EXERCISE GOAL
Will you write out, word for word, every line from the one with "Identify one point on each instance of the man's face" to the final line of the data below, with the pictures left out?

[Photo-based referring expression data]
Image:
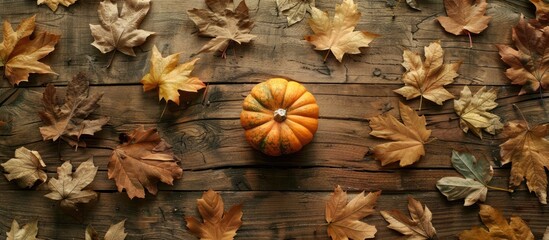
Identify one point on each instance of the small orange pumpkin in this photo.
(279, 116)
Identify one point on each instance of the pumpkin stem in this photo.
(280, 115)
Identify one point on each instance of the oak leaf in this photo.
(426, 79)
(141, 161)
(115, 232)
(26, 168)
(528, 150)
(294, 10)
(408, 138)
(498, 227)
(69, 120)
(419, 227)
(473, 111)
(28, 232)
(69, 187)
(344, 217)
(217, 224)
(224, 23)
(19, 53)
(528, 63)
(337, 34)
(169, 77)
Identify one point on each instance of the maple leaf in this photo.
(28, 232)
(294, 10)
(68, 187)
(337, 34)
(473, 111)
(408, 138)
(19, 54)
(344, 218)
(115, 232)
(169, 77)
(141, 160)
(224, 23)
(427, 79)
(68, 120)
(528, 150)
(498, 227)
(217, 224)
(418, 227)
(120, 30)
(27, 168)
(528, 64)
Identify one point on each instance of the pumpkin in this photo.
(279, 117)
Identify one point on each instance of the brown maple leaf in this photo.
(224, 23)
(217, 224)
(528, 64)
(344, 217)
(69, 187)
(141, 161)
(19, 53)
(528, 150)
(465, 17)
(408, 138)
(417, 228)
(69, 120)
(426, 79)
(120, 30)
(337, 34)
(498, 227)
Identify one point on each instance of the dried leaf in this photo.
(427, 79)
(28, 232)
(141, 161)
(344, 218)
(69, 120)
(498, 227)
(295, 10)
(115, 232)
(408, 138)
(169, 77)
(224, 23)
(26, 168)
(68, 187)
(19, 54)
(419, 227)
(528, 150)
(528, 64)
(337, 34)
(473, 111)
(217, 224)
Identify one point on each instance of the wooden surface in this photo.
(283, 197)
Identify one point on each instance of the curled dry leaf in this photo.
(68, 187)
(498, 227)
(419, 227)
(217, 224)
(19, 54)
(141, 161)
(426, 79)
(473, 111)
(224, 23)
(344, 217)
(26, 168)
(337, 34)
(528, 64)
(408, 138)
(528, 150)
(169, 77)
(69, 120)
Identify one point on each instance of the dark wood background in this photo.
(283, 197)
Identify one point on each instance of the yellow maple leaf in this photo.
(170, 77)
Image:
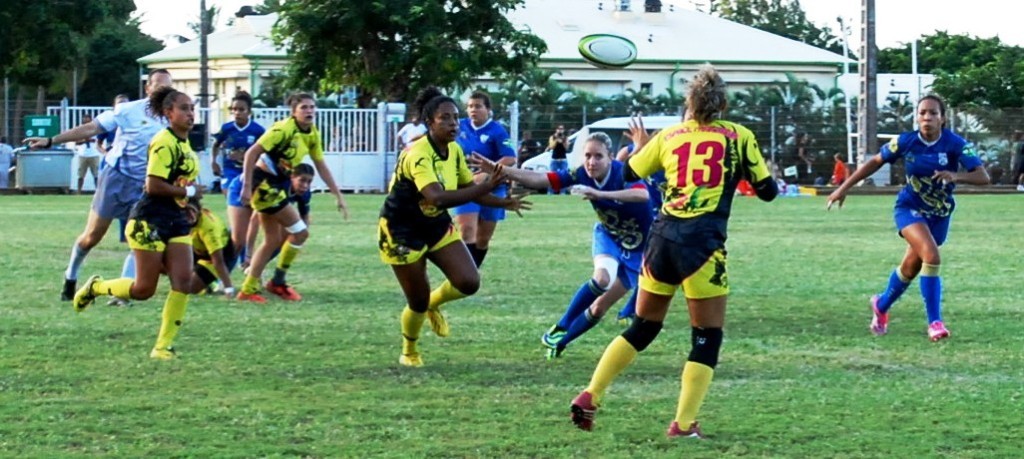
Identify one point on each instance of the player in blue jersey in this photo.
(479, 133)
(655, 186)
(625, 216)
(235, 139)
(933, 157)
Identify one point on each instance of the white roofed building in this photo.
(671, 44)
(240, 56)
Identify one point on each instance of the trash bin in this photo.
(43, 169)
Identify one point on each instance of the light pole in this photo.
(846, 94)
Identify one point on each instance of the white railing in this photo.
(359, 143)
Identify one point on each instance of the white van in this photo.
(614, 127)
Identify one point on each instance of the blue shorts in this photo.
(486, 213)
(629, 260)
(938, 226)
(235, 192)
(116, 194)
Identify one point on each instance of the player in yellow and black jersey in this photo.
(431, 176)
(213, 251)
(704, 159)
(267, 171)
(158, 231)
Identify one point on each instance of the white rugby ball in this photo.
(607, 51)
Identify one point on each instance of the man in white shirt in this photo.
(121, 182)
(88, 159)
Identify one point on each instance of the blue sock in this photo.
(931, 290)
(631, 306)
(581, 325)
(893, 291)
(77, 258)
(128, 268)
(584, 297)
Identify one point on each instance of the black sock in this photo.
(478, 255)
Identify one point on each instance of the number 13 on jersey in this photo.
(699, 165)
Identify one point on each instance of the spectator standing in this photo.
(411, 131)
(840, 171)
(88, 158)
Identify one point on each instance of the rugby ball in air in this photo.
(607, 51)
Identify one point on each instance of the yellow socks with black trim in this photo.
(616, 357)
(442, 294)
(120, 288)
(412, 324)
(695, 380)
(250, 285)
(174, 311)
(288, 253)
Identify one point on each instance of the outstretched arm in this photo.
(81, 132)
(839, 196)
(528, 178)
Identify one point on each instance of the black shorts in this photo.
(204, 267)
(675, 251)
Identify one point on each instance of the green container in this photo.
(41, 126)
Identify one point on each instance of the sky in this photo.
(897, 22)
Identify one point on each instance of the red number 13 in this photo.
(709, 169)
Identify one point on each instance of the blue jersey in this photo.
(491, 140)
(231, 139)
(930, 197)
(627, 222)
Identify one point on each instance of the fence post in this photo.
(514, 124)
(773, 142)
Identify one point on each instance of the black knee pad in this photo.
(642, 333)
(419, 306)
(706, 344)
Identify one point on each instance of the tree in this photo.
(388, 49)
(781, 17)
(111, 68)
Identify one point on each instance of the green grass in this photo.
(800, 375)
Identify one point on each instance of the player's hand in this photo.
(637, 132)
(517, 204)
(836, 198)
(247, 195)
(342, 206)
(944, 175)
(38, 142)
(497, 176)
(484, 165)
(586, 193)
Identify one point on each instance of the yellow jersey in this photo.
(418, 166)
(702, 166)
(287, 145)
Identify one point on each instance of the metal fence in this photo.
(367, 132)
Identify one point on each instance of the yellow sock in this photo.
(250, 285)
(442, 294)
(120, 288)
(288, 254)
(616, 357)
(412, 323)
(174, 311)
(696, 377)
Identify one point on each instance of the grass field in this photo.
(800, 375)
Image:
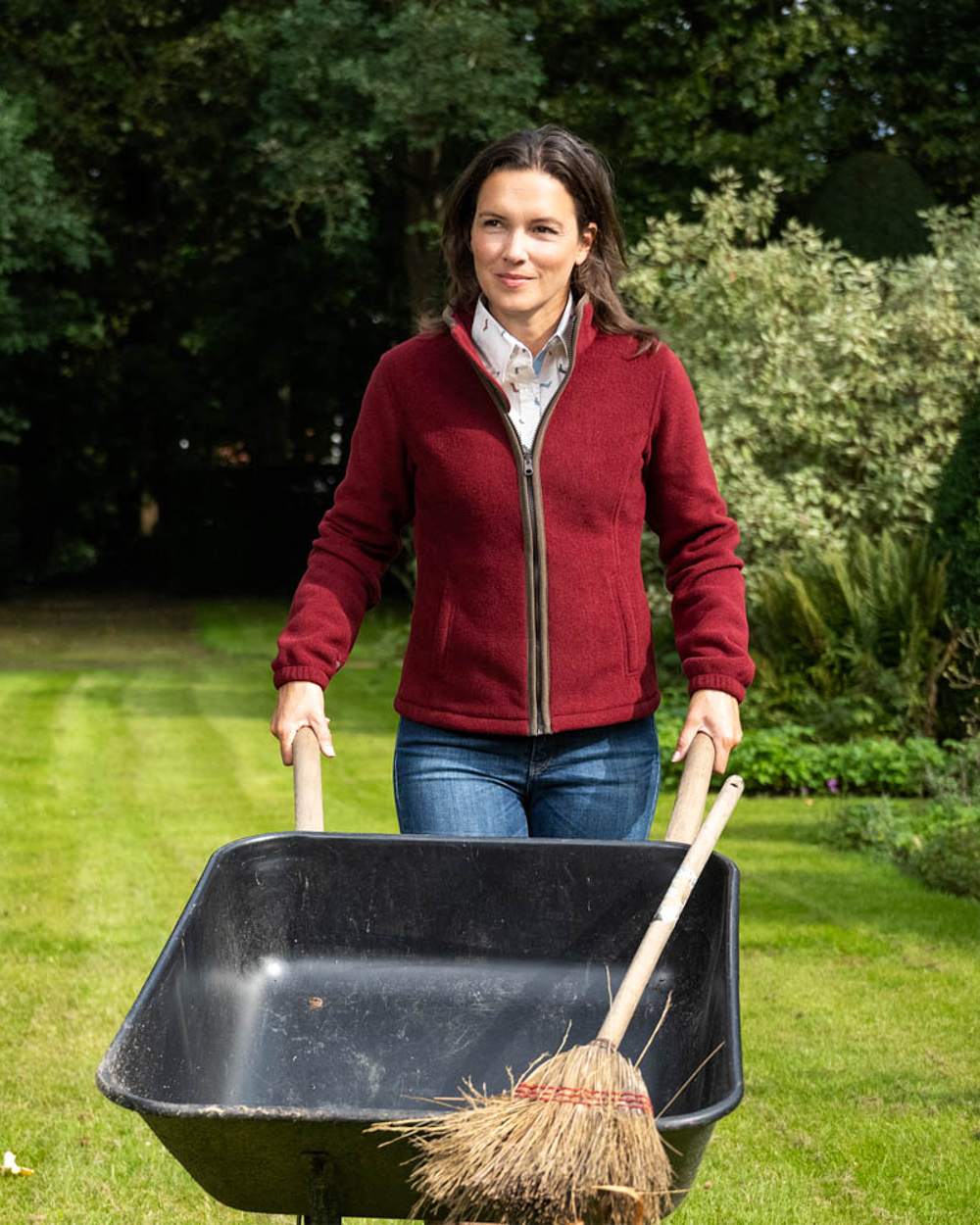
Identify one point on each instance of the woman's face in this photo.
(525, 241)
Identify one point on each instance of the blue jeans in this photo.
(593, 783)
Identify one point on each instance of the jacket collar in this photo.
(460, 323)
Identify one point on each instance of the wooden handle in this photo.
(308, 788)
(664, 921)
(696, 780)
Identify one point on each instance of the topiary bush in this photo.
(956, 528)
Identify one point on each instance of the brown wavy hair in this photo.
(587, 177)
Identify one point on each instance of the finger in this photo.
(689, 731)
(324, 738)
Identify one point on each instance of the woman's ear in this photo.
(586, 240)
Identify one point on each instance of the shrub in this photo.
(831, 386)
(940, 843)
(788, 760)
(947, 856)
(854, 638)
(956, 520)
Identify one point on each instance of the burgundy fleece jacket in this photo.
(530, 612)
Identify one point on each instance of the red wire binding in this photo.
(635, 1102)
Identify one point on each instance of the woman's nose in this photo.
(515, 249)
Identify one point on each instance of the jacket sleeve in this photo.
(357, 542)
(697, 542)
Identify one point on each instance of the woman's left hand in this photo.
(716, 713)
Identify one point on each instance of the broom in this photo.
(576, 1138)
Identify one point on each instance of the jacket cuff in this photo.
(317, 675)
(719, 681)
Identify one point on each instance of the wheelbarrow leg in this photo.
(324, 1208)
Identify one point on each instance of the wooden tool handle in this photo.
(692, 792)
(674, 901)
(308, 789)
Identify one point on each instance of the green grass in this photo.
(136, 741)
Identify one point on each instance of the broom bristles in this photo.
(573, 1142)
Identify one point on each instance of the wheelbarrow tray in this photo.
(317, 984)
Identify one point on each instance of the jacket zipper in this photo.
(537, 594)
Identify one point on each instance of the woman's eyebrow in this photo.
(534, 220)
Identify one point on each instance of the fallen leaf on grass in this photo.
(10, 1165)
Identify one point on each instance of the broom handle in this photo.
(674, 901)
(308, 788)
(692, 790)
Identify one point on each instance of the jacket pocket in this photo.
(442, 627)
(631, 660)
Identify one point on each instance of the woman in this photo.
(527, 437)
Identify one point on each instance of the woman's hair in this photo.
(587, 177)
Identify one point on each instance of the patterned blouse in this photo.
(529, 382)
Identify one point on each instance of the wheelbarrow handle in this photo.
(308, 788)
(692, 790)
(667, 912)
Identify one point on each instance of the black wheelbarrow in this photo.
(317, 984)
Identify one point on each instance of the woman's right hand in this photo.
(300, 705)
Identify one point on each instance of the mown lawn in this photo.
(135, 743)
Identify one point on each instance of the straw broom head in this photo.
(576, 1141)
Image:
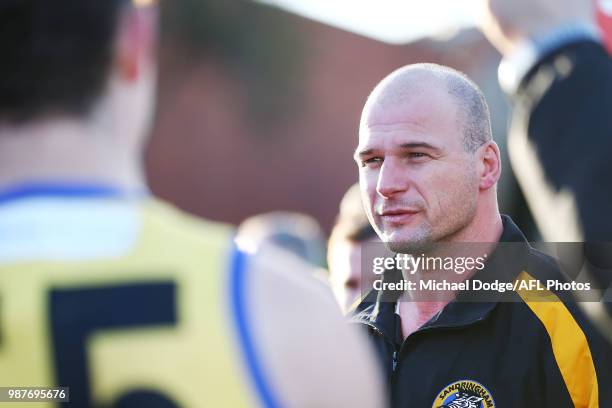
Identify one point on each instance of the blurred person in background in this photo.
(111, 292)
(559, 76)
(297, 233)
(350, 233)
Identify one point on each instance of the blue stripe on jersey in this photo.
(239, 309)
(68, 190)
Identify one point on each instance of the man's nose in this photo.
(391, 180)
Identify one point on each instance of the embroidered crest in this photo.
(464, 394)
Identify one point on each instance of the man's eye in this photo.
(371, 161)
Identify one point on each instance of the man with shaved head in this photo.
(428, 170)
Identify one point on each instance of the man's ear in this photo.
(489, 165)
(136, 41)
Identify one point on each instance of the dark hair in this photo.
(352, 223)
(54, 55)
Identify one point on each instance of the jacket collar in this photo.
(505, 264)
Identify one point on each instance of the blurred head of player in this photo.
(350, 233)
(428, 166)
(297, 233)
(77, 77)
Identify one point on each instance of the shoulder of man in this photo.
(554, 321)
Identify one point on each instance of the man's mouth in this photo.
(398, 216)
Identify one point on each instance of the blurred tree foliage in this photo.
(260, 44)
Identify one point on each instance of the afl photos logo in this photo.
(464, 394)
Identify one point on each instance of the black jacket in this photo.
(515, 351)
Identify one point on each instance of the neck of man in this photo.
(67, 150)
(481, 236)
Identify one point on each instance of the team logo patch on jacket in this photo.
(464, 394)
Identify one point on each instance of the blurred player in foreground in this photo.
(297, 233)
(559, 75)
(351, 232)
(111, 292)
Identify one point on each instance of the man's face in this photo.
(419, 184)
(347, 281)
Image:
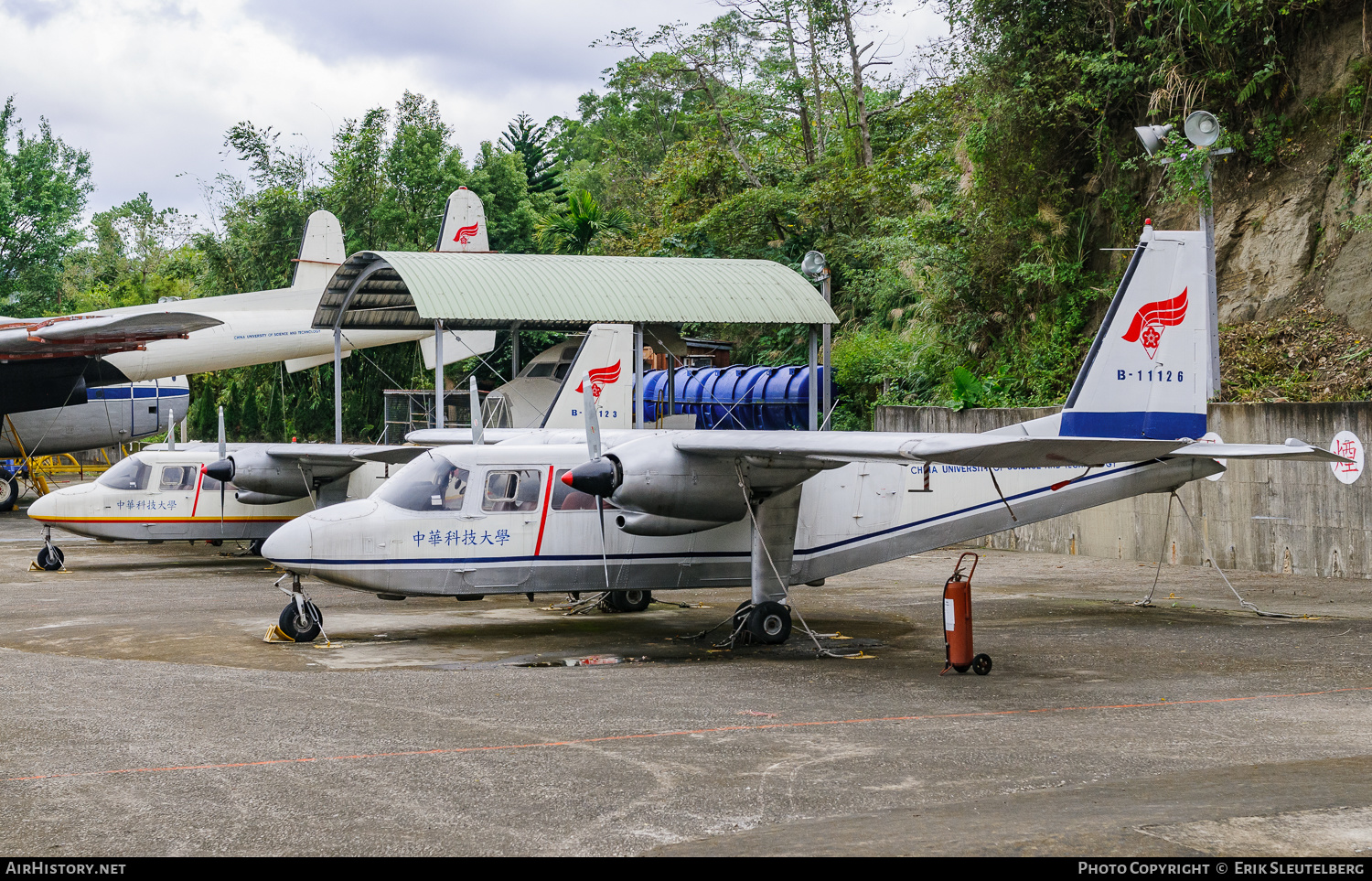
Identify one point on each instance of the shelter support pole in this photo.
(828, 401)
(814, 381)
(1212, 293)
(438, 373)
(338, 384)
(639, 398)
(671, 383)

YOUR SOLUTION
Identify one point on each instance of the man's face in this photo.
(419, 184)
(347, 281)
Image:
Identify one point on each instance of the shelter support pole in this photo.
(828, 401)
(814, 381)
(1212, 293)
(438, 373)
(338, 384)
(639, 398)
(671, 383)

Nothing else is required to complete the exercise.